══ Data rows

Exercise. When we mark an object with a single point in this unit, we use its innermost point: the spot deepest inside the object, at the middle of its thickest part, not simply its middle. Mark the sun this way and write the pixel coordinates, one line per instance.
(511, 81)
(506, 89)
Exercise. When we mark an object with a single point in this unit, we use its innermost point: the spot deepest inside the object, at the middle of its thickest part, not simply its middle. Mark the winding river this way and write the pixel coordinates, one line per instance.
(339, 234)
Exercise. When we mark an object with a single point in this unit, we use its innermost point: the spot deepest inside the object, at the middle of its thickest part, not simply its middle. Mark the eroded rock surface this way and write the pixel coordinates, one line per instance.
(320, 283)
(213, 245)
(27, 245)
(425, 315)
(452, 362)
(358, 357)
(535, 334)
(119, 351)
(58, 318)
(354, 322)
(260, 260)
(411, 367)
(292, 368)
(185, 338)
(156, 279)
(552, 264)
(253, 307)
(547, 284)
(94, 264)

════

Write out all of the data above again, with its requests, and multiply each pixel coordinate in the answers by 1.6, rounding to the nearest whole number with halves rounded up. Leave the numbers in the requests unchanged.

Exercise. When we mark an object with a single point in this unit, we use its innermost point: the spot deepest inside the object, at the middle of its thickest part, not simply its middle. Mark the sun this way and write the pixel coordinates, one line per instance.
(818, 130)
(810, 142)
Exercise. When we mark an object with a single point in this unit, we use its innermost point: the spot deepest inside the object, at the middle of its thickest part, not simply its middle. Mark the winding river this way and write the pixel coordinates, one line per instance.
(542, 374)
Exercise. When we mark an object with a single point in this unit, we use its innermost point: the spot deepest inside the object, at the middle of its thickest part, not simply its middle. Mark the eroded rock surface this way and write the pixel coordinates, one line per instance.
(512, 453)
(341, 392)
(43, 392)
(680, 504)
(723, 579)
(573, 571)
(856, 534)
(190, 562)
(93, 509)
(566, 515)
(416, 416)
(658, 587)
(467, 589)
(296, 541)
(250, 446)
(883, 422)
(405, 491)
(875, 454)
(150, 422)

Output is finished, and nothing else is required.